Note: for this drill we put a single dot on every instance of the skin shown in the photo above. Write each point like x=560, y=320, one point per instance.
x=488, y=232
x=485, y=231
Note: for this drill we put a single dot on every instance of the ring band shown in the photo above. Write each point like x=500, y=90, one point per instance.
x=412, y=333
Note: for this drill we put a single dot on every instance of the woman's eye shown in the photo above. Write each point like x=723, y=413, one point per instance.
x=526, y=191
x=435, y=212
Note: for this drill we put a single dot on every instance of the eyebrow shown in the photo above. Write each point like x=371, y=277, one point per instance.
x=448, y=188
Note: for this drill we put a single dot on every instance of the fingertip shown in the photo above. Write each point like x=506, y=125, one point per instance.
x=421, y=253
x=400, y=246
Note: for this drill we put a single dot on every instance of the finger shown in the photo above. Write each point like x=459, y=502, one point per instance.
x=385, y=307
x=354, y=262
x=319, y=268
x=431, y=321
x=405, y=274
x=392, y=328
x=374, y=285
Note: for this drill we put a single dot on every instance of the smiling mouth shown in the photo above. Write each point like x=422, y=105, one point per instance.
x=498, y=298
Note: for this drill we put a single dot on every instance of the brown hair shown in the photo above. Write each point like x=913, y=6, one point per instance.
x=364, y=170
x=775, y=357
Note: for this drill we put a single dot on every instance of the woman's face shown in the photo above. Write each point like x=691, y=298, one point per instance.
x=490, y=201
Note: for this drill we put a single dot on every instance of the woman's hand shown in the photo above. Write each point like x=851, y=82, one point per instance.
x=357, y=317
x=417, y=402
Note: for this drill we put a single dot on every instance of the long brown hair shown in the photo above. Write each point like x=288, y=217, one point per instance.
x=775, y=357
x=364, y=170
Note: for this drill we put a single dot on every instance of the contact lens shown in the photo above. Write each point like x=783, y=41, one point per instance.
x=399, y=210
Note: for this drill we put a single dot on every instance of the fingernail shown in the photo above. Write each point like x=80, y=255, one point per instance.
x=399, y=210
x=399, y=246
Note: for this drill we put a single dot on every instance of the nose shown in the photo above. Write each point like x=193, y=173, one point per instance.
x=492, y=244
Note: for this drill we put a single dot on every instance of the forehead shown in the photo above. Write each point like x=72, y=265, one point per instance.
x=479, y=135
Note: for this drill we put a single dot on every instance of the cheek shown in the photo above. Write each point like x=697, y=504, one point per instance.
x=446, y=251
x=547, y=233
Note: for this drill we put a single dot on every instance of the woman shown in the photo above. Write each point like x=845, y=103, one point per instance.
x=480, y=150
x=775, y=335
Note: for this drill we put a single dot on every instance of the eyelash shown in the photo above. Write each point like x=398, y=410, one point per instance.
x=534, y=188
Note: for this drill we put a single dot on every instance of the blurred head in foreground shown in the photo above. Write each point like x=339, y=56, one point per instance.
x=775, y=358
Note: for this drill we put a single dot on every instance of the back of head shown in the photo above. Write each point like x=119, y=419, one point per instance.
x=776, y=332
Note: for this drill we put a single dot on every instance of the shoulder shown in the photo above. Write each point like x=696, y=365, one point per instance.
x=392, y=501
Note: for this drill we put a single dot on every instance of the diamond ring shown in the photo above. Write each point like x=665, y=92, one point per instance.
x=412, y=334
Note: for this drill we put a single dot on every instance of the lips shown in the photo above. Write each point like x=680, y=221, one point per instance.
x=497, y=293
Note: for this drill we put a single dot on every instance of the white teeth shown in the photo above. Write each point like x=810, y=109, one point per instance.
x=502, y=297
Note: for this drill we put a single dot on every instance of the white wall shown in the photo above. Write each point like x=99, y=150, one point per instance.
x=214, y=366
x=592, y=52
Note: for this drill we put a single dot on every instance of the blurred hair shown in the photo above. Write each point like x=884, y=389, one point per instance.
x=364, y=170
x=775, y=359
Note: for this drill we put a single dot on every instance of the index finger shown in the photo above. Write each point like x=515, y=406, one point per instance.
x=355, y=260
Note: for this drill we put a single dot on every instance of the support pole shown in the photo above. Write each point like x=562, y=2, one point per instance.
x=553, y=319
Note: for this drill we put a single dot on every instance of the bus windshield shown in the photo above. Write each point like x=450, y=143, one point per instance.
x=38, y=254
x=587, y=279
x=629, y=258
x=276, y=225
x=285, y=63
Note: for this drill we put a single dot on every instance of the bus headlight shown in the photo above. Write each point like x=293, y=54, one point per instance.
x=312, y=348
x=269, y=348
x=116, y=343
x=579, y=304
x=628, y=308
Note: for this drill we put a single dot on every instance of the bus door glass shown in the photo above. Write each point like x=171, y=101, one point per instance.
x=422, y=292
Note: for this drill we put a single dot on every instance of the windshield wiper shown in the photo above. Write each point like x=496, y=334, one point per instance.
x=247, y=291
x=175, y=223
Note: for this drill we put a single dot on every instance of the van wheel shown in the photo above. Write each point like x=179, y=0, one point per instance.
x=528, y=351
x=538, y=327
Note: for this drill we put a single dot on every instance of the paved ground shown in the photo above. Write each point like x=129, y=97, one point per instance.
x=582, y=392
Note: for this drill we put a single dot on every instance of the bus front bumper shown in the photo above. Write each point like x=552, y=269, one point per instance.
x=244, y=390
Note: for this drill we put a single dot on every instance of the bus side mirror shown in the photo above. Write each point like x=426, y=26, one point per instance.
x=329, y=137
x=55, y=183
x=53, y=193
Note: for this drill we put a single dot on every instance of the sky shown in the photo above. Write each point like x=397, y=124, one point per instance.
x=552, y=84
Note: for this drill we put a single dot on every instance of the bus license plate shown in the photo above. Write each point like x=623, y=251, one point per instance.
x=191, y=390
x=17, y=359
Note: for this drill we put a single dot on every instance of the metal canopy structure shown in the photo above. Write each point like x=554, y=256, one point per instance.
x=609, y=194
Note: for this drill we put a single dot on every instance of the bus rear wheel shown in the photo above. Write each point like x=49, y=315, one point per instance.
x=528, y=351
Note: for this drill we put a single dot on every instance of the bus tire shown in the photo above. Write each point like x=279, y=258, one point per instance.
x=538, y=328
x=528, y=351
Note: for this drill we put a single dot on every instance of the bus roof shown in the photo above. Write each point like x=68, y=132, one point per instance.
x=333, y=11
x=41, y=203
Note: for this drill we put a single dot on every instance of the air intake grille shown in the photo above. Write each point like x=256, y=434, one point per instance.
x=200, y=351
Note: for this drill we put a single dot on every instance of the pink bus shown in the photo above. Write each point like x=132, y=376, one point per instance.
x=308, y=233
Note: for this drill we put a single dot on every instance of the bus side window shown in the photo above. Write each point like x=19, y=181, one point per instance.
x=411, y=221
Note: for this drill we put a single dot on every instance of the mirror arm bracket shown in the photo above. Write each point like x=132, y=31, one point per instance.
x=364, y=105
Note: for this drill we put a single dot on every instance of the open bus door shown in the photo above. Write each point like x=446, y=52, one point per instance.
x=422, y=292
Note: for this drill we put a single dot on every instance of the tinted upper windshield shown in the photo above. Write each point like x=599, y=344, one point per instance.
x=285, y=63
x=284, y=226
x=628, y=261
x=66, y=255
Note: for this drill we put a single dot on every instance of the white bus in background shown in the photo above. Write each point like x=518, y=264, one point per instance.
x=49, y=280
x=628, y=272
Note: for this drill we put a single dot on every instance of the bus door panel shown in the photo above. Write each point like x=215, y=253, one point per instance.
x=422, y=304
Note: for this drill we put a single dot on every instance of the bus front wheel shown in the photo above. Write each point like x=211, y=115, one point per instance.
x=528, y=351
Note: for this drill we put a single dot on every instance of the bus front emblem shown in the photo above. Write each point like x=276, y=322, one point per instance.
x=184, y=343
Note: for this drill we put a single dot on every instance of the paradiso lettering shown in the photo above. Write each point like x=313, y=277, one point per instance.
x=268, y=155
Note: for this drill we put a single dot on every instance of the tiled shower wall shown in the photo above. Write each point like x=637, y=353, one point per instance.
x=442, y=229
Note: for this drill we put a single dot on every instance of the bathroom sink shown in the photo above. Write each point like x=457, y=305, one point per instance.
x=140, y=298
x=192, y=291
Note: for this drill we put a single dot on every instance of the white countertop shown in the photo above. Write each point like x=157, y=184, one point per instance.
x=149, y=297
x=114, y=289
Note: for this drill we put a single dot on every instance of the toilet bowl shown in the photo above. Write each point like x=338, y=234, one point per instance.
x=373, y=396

■ Stated exercise
Quote the entries from the line containing "y=251, one point per instance." through the line containing "x=411, y=221", both lines included, without changing anything.

■ Solution for this problem
Note: for this drill we put a single dot on every instance of the bus license plate shown in the photo above. Write each point like x=623, y=251, one point per instance.
x=191, y=390
x=17, y=359
Note: for this drill we put a single dot on every instance of the metal canopy structure shown in the photo above. Write each point like x=554, y=256, one point per instance.
x=609, y=194
Note: for this drill we put a single dot on every instance of the bus rear wheel shown in the photo above. Write each point like x=49, y=315, one point per instance.
x=528, y=351
Note: for this drill we put a single dot on every instance of the bus tire shown in the photo above. Write each point like x=279, y=258, one point per instance.
x=538, y=328
x=528, y=351
Note: for this drill we put a single dot on every instance of the bus roof shown in the photo above. Write each point like x=68, y=132, one point per instance.
x=333, y=11
x=41, y=203
Note: for this drill we put a single dot on every instance of the air intake grille shown in the photo above. Write each point like x=256, y=434, one point per instance.
x=200, y=351
Note: for this drill we put a single dot on every instance of the pink bus shown in the photo above. Write each point like x=132, y=376, one point per instance.
x=308, y=233
Note: for this drill we put a single dot on every instance of the bus side window shown in the photo above. Write each point like x=19, y=181, one point per instance.
x=411, y=221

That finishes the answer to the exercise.